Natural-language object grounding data
======

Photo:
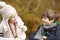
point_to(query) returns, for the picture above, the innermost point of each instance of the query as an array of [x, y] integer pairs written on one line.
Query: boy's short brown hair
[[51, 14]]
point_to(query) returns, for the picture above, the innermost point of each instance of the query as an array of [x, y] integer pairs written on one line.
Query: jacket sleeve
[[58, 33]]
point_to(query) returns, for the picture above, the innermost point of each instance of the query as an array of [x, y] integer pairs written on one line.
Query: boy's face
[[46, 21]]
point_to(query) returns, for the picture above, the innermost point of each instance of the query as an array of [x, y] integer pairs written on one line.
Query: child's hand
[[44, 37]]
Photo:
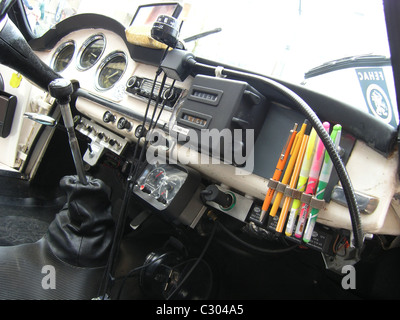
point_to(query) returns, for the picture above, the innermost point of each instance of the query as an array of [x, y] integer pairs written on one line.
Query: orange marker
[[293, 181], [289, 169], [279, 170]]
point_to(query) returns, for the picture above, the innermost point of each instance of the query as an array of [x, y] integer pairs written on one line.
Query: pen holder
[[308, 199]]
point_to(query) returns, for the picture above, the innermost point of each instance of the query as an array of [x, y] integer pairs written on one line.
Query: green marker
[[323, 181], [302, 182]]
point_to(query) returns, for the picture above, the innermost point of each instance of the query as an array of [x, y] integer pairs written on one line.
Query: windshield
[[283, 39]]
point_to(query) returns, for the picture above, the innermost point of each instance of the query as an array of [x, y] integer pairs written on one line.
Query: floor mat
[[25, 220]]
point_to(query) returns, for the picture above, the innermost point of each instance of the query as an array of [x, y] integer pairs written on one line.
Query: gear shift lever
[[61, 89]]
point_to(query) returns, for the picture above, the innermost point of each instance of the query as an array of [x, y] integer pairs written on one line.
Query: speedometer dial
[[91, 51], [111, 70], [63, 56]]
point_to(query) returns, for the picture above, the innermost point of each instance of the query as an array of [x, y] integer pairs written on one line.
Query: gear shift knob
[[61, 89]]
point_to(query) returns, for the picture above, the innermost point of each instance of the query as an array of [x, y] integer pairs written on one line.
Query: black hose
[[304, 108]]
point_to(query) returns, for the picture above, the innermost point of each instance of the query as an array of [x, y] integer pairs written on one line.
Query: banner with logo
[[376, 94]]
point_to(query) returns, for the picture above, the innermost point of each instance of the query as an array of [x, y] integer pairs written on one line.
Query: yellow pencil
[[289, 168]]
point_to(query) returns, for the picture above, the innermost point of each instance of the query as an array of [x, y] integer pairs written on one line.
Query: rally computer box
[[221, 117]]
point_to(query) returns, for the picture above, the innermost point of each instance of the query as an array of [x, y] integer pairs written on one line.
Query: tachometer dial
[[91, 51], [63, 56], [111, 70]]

======

Without including any pictures, copy every line above exactly.

Photo:
point_to(query) returns, for the picture above, the innermost point of each instance of the query as an array of [x, y] integer pairs written on one line.
Query: boy's short brown hair
[[51, 14]]
point_to(query) returns, for the picture above, the innermost point of each instance of the query as an array of [x, y] integer pairs written on one line.
Query: jacket sleeve
[[58, 33]]
point_to(query) returns, for the picture above, the innermost point of each instance of the query as an array of [x, y] integer pairs written on one line.
Query: boy's face
[[46, 21]]
point_to(query) returns, for the picture above, the innermost point of each instance of the query as an array of [x, y] integer pairs written on one line.
Query: child's hand
[[44, 37]]
Photo:
point_to(query) returns, for the picture above, the innermost point of each instance of the query as an array of [x, y] integer pairs written on one line.
Query: orange marker
[[293, 181], [289, 169], [279, 170]]
point_to(query) returns, for the picture above, the innermost point of each instance of the query as an array of [x, y] integer pairs written on one line.
Query: pen holder
[[308, 199]]
point_to(query) returns, for the picture above, the innermost point of each instance of the query as an array of [x, y] integer pairs written on one line.
Query: green marker
[[323, 181], [302, 182]]
point_to(query) returns, for the picture above, the innermost point of each instance of the query as an array of [x, y] integer pairs written on one line.
Query: windshield
[[283, 39]]
point_to(query) returns, for the picture above, the innermost point of each instance of the query as an array of [x, y] integer pairs written on one line.
Query: floor mat
[[25, 220]]
point_to(query) returns, for the picture above, the innermost point of each instance of the query as an array of [x, y] integer pairs written on one line.
Query: gear shift lever
[[61, 89]]
point_to(query) returns, for the picture above, the innermost point of each instance of the query as an array of [x, y] integer pairs written on one line.
Query: speedometer dial
[[91, 51], [111, 70], [63, 56]]
point_to(query) returns, for the picture above, the innermost point of each instance of the query as an array of [x, y] integer pairs written on one line.
Query: gear shift knob
[[61, 89]]
point_to(query) returns, for the picture above, the innermost point of each instance of the query as an array of [x, y] integer pairs written on one line.
Query: black hose
[[304, 108]]
point_to(query) returns, for the picture above, the innermost point of each instance of the query as an array of [x, y] integer pairs written on one line.
Query: banner with logo
[[376, 94]]
point_to(query) returns, for the picture above, the innermost point of each instance of the query as an array of [x, y] integer pairs written on one line.
Query: yellow pencil
[[289, 168]]
point_to(query) returns, for the picture above, the innermost point of each instance of the query as an array of [x, y] integer pairs written on one line.
Query: rally computer box
[[221, 117]]
point_to(query) returns, for the picture above, the innermost point of each instance of the query as an array of [x, y] integer pairs written on one line.
Query: tachometer dial
[[91, 51], [63, 56], [111, 70]]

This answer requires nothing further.